Dataset records:

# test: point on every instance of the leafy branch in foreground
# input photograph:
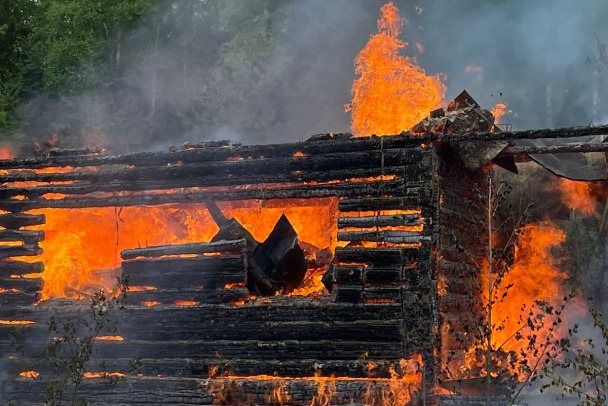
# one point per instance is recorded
(583, 372)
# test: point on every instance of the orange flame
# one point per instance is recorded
(82, 246)
(29, 374)
(535, 277)
(577, 196)
(17, 322)
(186, 303)
(6, 153)
(392, 93)
(90, 375)
(499, 110)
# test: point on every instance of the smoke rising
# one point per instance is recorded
(268, 71)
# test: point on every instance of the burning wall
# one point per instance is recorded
(368, 201)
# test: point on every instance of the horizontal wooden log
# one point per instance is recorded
(379, 257)
(20, 251)
(243, 168)
(384, 276)
(243, 330)
(214, 181)
(25, 285)
(14, 299)
(201, 368)
(379, 203)
(396, 237)
(278, 350)
(29, 237)
(415, 153)
(206, 296)
(14, 221)
(393, 293)
(349, 294)
(8, 268)
(555, 149)
(458, 303)
(404, 140)
(457, 269)
(346, 189)
(276, 308)
(380, 221)
(209, 272)
(348, 275)
(181, 249)
(182, 391)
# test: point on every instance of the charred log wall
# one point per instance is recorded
(381, 310)
(460, 251)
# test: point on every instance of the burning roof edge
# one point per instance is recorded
(328, 143)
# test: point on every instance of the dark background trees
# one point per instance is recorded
(144, 74)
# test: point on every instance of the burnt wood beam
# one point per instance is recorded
(22, 285)
(239, 367)
(14, 221)
(178, 294)
(555, 149)
(268, 166)
(381, 203)
(182, 249)
(20, 251)
(379, 257)
(186, 391)
(415, 152)
(380, 221)
(209, 272)
(347, 189)
(25, 236)
(390, 236)
(161, 185)
(404, 140)
(20, 267)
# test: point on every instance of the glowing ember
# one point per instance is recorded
(140, 288)
(392, 93)
(17, 322)
(90, 375)
(29, 374)
(577, 196)
(394, 391)
(109, 338)
(186, 303)
(312, 285)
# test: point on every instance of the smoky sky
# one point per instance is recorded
(180, 81)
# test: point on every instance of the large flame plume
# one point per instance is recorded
(392, 92)
(82, 246)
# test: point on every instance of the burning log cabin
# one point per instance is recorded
(206, 322)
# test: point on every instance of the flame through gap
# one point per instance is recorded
(397, 390)
(82, 246)
(392, 93)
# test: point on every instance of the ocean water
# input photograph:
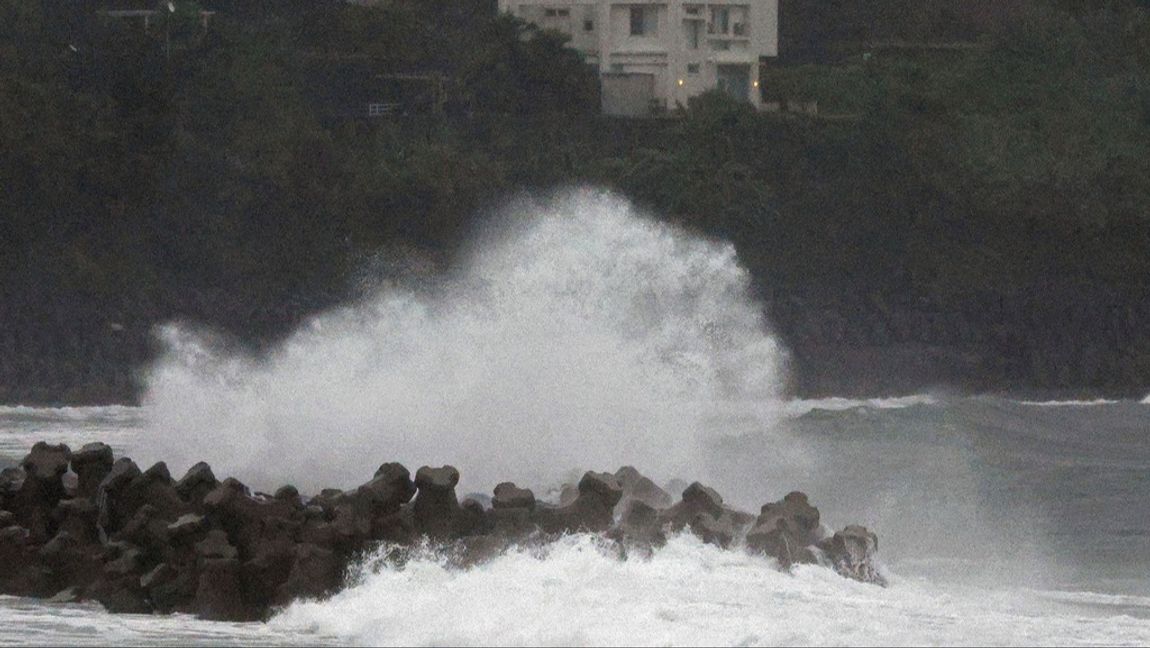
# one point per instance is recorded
(580, 334)
(999, 523)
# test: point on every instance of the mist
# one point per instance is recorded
(579, 334)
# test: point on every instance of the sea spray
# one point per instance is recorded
(577, 334)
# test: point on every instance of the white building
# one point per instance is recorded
(656, 55)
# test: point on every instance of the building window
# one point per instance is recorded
(637, 21)
(720, 20)
(381, 109)
(694, 29)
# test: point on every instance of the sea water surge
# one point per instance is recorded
(582, 335)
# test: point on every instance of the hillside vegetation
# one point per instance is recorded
(976, 215)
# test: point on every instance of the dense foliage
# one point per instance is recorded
(237, 161)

Exercise goal:
Reproduce every one of the lines above verbatim, omitting the pictures.

Task solution:
# test: point on every instance of the leafy branch in foreground
# input photograph:
# one point per instance is recorded
(583, 372)
# test: point on every instance of the orange flame
# one point per instance is recorded
(82, 246)
(29, 374)
(535, 277)
(577, 196)
(17, 322)
(186, 303)
(6, 153)
(392, 93)
(90, 375)
(499, 110)
# test: point on every instance of the smoke rising
# one point per instance is recorded
(268, 71)
# test: point on every instance of the burning wall
# one point per instance is recorded
(368, 201)
# test: point on every instance of the horizontal wooden log
# one point per instance is recorded
(379, 257)
(20, 251)
(243, 168)
(384, 276)
(243, 330)
(214, 181)
(25, 285)
(14, 299)
(201, 368)
(379, 203)
(396, 237)
(278, 350)
(29, 237)
(415, 153)
(206, 296)
(14, 221)
(393, 293)
(349, 294)
(8, 268)
(555, 149)
(458, 303)
(404, 140)
(457, 269)
(346, 189)
(276, 308)
(380, 221)
(209, 272)
(348, 275)
(181, 249)
(182, 391)
# test: point on every instance of the charred log wall
# one point per instance is recorded
(381, 310)
(460, 251)
# test: point on every instance of the burning roof edge
# one point per instance is recorded
(328, 143)
# test: point on every instance of the dark background trees
# one point per instance is recorded
(144, 74)
# test: point on every instance of the burnt wood beam
# one point per instance is recorded
(22, 285)
(239, 367)
(14, 221)
(178, 294)
(555, 149)
(268, 166)
(381, 203)
(182, 249)
(20, 251)
(379, 257)
(186, 391)
(415, 152)
(380, 221)
(209, 272)
(347, 189)
(25, 236)
(390, 236)
(161, 185)
(404, 140)
(20, 267)
# test: point on every instance of the glowing ember
# one point per instance is recorded
(140, 288)
(392, 93)
(17, 322)
(90, 375)
(29, 374)
(577, 196)
(394, 391)
(109, 338)
(186, 303)
(312, 285)
# test: point on every instance of the smoky sky
# one point per instance is recorded
(180, 81)
# test: point on every instance of the large flame plume
# one point per instance is recorded
(392, 92)
(82, 246)
# test: point on every instance of the burning log cabin
# one point per instance is recorded
(206, 322)
# test: point on every instance of the flame through gap
# one point per instance is recorded
(397, 390)
(82, 246)
(392, 93)
# test: point on every instance of the ocean water
# input photograph:
# one point per instance is recorded
(580, 334)
(999, 523)
# test: point on every instance of the mist
# one point per instance is recorded
(579, 334)
# test: point on every instance of the sea spray
# one point per instance is recorded
(577, 334)
# test: point on every instance of the white building
# one point per instance is recorded
(656, 55)
# test: point on every instance of the building window
# one point per instance is recorded
(637, 21)
(720, 20)
(381, 109)
(694, 29)
# test: point on every instance of the sea water surge
# one point per instance is recorded
(582, 335)
# test: point on every instance of the hillside vegetation
# one point per instance is recorded
(976, 215)
# test: point on every instance of the dense foliage
# one point per instance is recorded
(237, 161)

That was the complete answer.